EXERCISE DESCRIPTION:
Only the lines from the one containing "Query: hanging pendant light" to the end of the data are wanted; print them exactly as they appear.

-- MATERIAL FOR THE TASK follows --

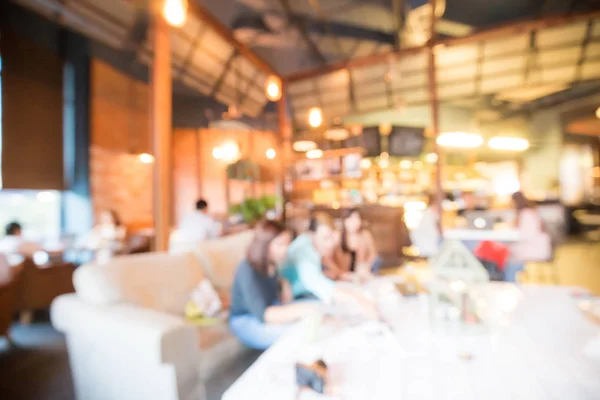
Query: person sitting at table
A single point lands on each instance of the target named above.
(14, 243)
(108, 234)
(535, 244)
(259, 313)
(356, 252)
(199, 225)
(303, 268)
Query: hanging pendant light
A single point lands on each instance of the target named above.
(315, 117)
(314, 154)
(356, 129)
(304, 142)
(337, 133)
(273, 88)
(175, 12)
(385, 128)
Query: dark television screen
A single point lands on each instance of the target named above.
(371, 141)
(406, 141)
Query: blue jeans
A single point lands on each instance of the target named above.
(254, 333)
(511, 269)
(376, 265)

-- MATERIAL FOR THE TASK concluded --

ANSWER TO THE EXERCISE:
Query: hanging pendant light
A single point lands on each instance of the target named above.
(315, 117)
(314, 154)
(356, 129)
(304, 142)
(337, 133)
(273, 88)
(175, 12)
(385, 128)
Query: dark television screen
A single point lands on each instance of the target named above.
(371, 141)
(406, 141)
Query: blue jeans
A single point lands on each instance of the target named above.
(254, 333)
(511, 269)
(376, 265)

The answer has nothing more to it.